A população carcerária no Brasil e a discussão do racismo estrutural
por Álvaro Quintão em 18/03/21 21:46
A falta de justiça está enraizada em nossa história. Mesmo antes de leis e códigos serem criados, ela já estava lá, assombrando nossa população tão miscigenada e constituída originalmente por povos de todos os continentes do planeta. E quando falamos sobre direitos humanos no Brasil, em especial sobre a situação da população carcerária, logo essa palavra aparece: a justiça, e inúmeras vezes, a injustiça. Para não falarmos sobre o assunto de uma maneira absolutamente triste e sem esperança, porque a situação está muito ruim e o quadro é, sem dúvida, de retrocesso, recordo dos versos de Gonzaguinha, que diz que “A vida é bonita”.
● ● ● ● ●
Exercício 1: Reescreva de forma mais concisa o parágrafo do texto sobre a população carcerária que começa com "A falta de justiça está enraizada", mantendo seus fatos principais.
Exercício 2: Dê continuidade ao texto sobre a população carcerária no Brasil, partindo de sua última frase.
● ● ● ● ●
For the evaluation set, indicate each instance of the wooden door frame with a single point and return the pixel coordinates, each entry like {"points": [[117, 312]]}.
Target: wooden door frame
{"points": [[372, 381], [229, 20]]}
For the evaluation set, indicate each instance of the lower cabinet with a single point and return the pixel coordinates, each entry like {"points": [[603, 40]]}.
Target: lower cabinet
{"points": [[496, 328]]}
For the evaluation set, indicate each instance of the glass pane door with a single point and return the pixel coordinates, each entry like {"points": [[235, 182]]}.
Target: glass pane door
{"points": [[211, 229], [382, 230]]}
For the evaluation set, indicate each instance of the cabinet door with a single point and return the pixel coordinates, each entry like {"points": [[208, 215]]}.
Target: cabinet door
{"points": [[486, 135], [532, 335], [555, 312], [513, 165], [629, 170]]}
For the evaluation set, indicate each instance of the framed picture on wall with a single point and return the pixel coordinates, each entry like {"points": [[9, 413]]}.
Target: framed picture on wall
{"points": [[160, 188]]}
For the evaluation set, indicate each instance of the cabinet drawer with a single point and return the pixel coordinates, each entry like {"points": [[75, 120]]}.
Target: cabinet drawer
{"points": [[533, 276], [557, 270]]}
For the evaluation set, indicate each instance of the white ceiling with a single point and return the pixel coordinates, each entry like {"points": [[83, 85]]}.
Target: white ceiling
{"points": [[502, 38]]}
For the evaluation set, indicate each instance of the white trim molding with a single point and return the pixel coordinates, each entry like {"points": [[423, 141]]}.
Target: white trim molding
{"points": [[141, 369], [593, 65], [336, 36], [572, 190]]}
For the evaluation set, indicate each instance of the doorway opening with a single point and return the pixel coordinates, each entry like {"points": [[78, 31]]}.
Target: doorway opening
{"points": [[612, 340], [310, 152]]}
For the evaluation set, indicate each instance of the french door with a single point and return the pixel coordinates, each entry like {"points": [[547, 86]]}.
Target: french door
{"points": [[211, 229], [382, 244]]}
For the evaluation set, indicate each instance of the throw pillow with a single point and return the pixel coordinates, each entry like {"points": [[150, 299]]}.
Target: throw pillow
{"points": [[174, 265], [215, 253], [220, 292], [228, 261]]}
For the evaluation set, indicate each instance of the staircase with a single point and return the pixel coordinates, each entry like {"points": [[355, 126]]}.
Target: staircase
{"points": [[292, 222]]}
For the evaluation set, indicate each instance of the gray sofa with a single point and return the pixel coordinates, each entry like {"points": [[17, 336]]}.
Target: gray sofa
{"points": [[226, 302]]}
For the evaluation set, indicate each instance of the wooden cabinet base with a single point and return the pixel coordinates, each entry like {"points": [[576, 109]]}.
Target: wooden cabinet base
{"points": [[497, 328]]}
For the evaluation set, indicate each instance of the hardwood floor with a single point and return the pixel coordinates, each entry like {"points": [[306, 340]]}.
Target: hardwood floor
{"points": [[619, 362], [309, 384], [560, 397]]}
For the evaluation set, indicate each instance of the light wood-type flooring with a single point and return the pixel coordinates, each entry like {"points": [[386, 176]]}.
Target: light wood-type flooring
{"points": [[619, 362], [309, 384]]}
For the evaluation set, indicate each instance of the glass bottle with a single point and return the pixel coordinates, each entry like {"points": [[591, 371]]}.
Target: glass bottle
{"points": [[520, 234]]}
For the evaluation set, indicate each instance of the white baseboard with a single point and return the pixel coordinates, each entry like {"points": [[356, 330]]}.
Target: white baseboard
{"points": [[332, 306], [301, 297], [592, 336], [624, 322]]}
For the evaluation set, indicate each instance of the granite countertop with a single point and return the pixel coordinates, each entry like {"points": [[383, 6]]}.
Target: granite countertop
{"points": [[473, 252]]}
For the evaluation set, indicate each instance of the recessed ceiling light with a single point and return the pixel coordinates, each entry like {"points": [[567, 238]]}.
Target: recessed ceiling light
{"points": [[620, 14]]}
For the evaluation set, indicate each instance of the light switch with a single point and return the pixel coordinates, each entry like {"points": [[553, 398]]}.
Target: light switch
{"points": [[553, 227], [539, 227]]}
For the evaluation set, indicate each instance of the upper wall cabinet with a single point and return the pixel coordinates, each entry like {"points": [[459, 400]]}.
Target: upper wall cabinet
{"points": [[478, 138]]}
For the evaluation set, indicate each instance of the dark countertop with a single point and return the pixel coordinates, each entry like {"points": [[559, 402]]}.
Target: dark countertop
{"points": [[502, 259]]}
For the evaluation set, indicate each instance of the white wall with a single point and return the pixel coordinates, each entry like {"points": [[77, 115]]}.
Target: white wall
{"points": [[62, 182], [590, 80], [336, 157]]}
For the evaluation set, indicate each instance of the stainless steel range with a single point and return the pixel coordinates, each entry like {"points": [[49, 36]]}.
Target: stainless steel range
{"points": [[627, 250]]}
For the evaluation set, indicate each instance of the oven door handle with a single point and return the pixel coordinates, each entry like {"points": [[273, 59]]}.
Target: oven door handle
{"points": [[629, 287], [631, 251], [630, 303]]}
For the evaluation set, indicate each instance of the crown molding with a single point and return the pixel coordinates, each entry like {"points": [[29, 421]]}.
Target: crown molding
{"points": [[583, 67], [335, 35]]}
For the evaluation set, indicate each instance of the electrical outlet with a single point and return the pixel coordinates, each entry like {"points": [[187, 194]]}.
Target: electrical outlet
● ● ● ● ●
Sua resposta 1: A injustiça está enraizada na história do Brasil. Já existia antes das leis e dos códigos e assombra uma população miscigenada, formada originalmente por povos de todos os continentes. Ao se falar de direitos humanos no país, sobretudo da situação carcerária, surgem a justiça e, muitas vezes, a injustiça. Diante de um quadro muito ruim e de retrocesso, para não tratar o tema sem esperança, recordam-se os versos de Gonzaguinha: “A vida é bonita”.

Sua resposta 2:
Há hoje, no Brasil, aproximadamente 800 mil pessoas presas, sendo aproximadamente 70% desse total formado por negros. E esse percentual, nos últimos anos, aumentou em 15%. Ou seja, nosso país sempre prendeu e continua prendendo ainda mais pessoas negras, jovens e pobres – este é o retrato sem nenhum disfarce do perfil dos brasileiros que cumprem pena em nosso sistema carcerário. Sendo assim, para discutir a questão carcerária, temos que discutir o racismo.
Trata-se de um quadro de racismo estrutural e institucional arraigado na sociedade brasileira: a magistratura em seus tribunais; as delegacias; o Ministério Público; Polícia Militar, enfim, os agentes públicos, em um bom número, ou por preconceito ou por absoluto desprezo pela pessoa humana, reproduzem uma série de “erros processuais” que desaguam na prisão dos “suspeitos de sempre”. Um desses erros que se tornou crônico em nosso país é a prisão apenas por uma identificação por foto do suspeito, muitas vezes por uma foto de perfil em uma rede social na internet.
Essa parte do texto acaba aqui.